*Exercise:* Copy the free-piston engine passage below word for word, from its first sentence through its last.
Source passage start
When the member 1 has compressed the air in the engine cylinder 5, the fuel is fed through the aperture of the injector 9 (FIG. 2). Combustion pushes the free piston to the right (FIG. 3) in the direction of the arrow 51. The volume of the compression cylinder 6 on the engine side increases and air is sucked thereinto, in the direction of the arrows 52, through the valves 19. At the same time the air enclosed in the compressor on the compression side of portion 3 is compressed and then delivered into the delivery chamber 33 through the valves 23. Simultaneously, the air enclosed in the bounce cylinder is compressed. It actuates the group 35 of accessories, on the one hand, while a portion of said air is delivered by the valve 38 and is stored inside the chamber 31 (FIG. 3). Towards the end of the stroke, the cooling ports 41 come opposite the admission port 12 and the exhaust port 11 of the engine cylinder. The air can then circulate inside the driving piston 2 and cool same, in the direction of the arrow 53, before flowing into the exhaust channel 16 (FIG. 1) wherein the gases burnt during the combustion then flow (FIG. 3). Said gases escape through the ports 11 when the member 1 reaches its farthest position. At the same time, the port 12 is open into the engine cylinder, and compressed air enters the combustion chamber from admission chamber 15.
Source passage end
Listing start
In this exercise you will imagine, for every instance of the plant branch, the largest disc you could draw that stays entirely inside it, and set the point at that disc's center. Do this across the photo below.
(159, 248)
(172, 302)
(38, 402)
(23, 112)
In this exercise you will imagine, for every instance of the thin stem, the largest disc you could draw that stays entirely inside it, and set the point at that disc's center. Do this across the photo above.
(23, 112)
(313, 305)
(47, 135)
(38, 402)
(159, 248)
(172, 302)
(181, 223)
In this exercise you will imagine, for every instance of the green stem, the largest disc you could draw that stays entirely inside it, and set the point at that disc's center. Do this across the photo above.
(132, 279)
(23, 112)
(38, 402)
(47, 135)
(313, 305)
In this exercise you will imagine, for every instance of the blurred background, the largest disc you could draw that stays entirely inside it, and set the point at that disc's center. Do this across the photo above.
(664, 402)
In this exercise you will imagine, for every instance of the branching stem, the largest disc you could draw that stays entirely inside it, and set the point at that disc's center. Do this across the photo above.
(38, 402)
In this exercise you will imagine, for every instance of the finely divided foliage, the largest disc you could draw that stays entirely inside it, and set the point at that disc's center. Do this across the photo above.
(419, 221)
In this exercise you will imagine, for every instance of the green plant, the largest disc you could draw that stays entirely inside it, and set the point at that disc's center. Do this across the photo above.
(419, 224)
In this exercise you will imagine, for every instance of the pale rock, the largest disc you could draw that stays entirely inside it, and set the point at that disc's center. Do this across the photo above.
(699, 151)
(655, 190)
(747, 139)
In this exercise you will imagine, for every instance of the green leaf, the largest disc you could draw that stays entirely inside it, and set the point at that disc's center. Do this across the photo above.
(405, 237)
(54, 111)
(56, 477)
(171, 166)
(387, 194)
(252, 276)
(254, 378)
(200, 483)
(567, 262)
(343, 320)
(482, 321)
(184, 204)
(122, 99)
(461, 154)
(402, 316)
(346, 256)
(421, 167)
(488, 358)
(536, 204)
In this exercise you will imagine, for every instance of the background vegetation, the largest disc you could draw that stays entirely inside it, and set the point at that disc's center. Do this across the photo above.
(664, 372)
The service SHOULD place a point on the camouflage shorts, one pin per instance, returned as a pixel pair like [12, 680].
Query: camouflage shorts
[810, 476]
Listing end
*Output for this task:*
When the member 1 has compressed the air in the engine cylinder 5, the fuel is fed through the aperture of the injector 9 (FIG. 2). Combustion pushes the free piston to the right (FIG. 3) in the direction of the arrow 51. The volume of the compression cylinder 6 on the engine side increases and air is sucked thereinto, in the direction of the arrows 52, through the valves 19. At the same time the air enclosed in the compressor on the compression side of portion 3 is compressed and then delivered into the delivery chamber 33 through the valves 23. Simultaneously, the air enclosed in the bounce cylinder is compressed. It actuates the group 35 of accessories, on the one hand, while a portion of said air is delivered by the valve 38 and is stored inside the chamber 31 (FIG. 3). Towards the end of the stroke, the cooling ports 41 come opposite the admission port 12 and the exhaust port 11 of the engine cylinder. The air can then circulate inside the driving piston 2 and cool same, in the direction of the arrow 53, before flowing into the exhaust channel 16 (FIG. 1) wherein the gases burnt during the combustion then flow (FIG. 3). Said gases escape through the ports 11 when the member 1 reaches its farthest position. At the same time, the port 12 is open into the engine cylinder, and compressed air enters the combustion chamber from admission chamber 15.